Point annotation dataset entries
— start —

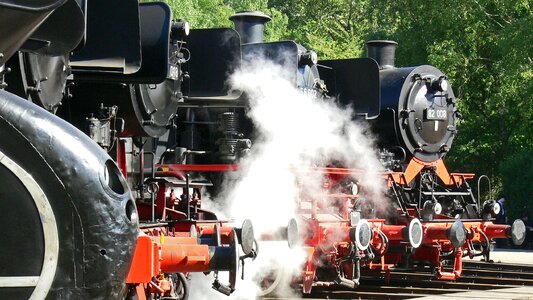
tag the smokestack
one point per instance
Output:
(250, 25)
(383, 52)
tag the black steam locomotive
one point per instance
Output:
(116, 211)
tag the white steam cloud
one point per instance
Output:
(295, 133)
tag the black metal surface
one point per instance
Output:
(354, 82)
(21, 253)
(245, 235)
(250, 25)
(40, 79)
(405, 98)
(61, 32)
(87, 194)
(112, 41)
(283, 54)
(215, 55)
(154, 25)
(383, 52)
(18, 20)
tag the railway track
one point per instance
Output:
(479, 280)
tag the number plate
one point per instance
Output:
(436, 114)
(173, 72)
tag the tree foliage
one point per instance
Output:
(484, 46)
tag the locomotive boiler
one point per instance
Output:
(85, 237)
(69, 219)
(415, 129)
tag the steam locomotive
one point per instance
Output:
(110, 188)
(92, 225)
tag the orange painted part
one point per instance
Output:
(209, 229)
(145, 262)
(139, 289)
(180, 240)
(177, 258)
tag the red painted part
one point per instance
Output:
(435, 231)
(394, 232)
(197, 167)
(457, 268)
(170, 173)
(308, 275)
(415, 166)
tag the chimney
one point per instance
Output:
(382, 51)
(250, 25)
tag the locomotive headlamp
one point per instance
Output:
(440, 84)
(179, 28)
(308, 58)
(354, 189)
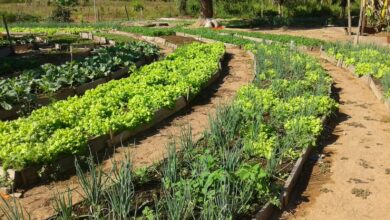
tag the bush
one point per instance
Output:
(61, 14)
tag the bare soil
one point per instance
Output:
(36, 59)
(179, 40)
(350, 178)
(335, 34)
(149, 147)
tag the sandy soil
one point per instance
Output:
(150, 147)
(335, 34)
(351, 180)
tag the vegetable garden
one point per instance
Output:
(239, 165)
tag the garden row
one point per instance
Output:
(110, 113)
(35, 87)
(364, 60)
(242, 161)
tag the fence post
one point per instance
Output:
(8, 35)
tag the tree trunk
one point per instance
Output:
(183, 7)
(359, 32)
(206, 8)
(349, 18)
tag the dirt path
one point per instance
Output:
(352, 180)
(335, 34)
(150, 147)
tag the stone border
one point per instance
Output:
(32, 175)
(366, 79)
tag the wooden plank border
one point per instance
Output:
(32, 175)
(268, 209)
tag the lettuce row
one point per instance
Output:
(64, 127)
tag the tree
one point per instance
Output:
(206, 9)
(63, 10)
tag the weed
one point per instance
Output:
(362, 193)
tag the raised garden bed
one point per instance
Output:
(30, 175)
(367, 79)
(63, 93)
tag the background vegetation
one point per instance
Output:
(107, 10)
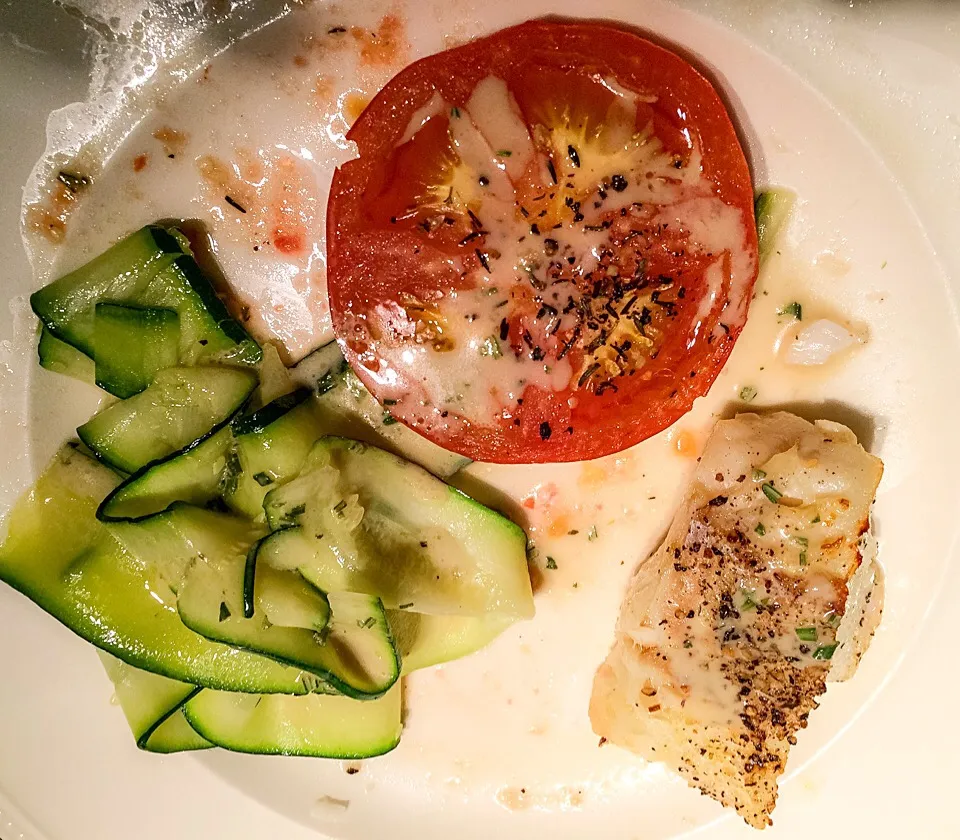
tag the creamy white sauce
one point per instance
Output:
(480, 369)
(526, 695)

— end —

The exercise
Rewrite all the entries above, replacing "one point per instance" with "a single point for each instance" and keeping everything else the same. Omit the pictures from your answer.

Answer for the task
tag the smokestack
a single point for each instance
Output:
(250, 25)
(383, 52)
tag the black steam locomotive
a single point for each instance
Output:
(116, 211)
tag the white steam cloud
a single point for each instance
Output:
(295, 133)
tag the black metal surface
a single point for each instance
Output:
(354, 82)
(21, 253)
(245, 235)
(250, 25)
(40, 79)
(405, 98)
(61, 32)
(87, 194)
(112, 41)
(283, 54)
(215, 55)
(154, 25)
(383, 52)
(18, 20)
tag the railway track
a single point for each instance
Output:
(479, 280)
tag the number plate
a single point for each instance
Output:
(436, 114)
(173, 72)
tag the tree foliage
a single point for each instance
Output:
(484, 46)
tag the locomotive boiler
a single point for each instance
Output:
(85, 237)
(69, 219)
(415, 129)
tag the steam locomotive
a single point for each instance
Output:
(110, 188)
(92, 225)
tag the orange painted part
a single point for each instance
Output:
(209, 229)
(145, 262)
(139, 289)
(180, 240)
(177, 258)
tag the red painted part
a single point for each instance
Output:
(435, 231)
(394, 232)
(197, 167)
(457, 268)
(170, 173)
(308, 275)
(415, 166)
tag the chimney
a single point for each instance
Output:
(382, 51)
(250, 25)
tag the locomotive headlamp
a single point for each instance
Output:
(440, 84)
(179, 28)
(308, 58)
(354, 189)
tag the bush
a single point for each instance
Output:
(61, 14)
tag the bare soil
a single point for each instance
Output:
(36, 59)
(179, 40)
(350, 178)
(335, 34)
(149, 147)
tag the sandy soil
a single point for each instance
Output:
(150, 147)
(335, 34)
(351, 180)
tag the vegetable garden
a single point for each instance
Output:
(239, 165)
tag the garden row
a single point for each instance
Output:
(110, 113)
(35, 87)
(364, 60)
(242, 161)
tag the fence post
a single point for each instance
Output:
(8, 35)
tag the tree trunk
a single point for each instance
Output:
(183, 7)
(359, 32)
(206, 8)
(349, 18)
tag the dirt path
a single point for each instance
Output:
(352, 180)
(335, 34)
(150, 147)
tag the stone border
a single point for each instance
Output:
(32, 175)
(366, 79)
tag the wooden plank border
a single point for each instance
Output:
(32, 175)
(268, 209)
tag the lettuce row
a single point for each instance
Output:
(64, 127)
tag the tree
a single point for each instance
Output:
(206, 9)
(63, 10)
tag the weed
a single point for each instance
Output:
(362, 193)
tag the raised garden bed
a single point for each instance
Output:
(30, 175)
(367, 79)
(63, 93)
tag the background vegetation
a single point for each instance
Output:
(107, 10)
tag the creamy white sauce
a single point for each instance
Output:
(480, 369)
(526, 695)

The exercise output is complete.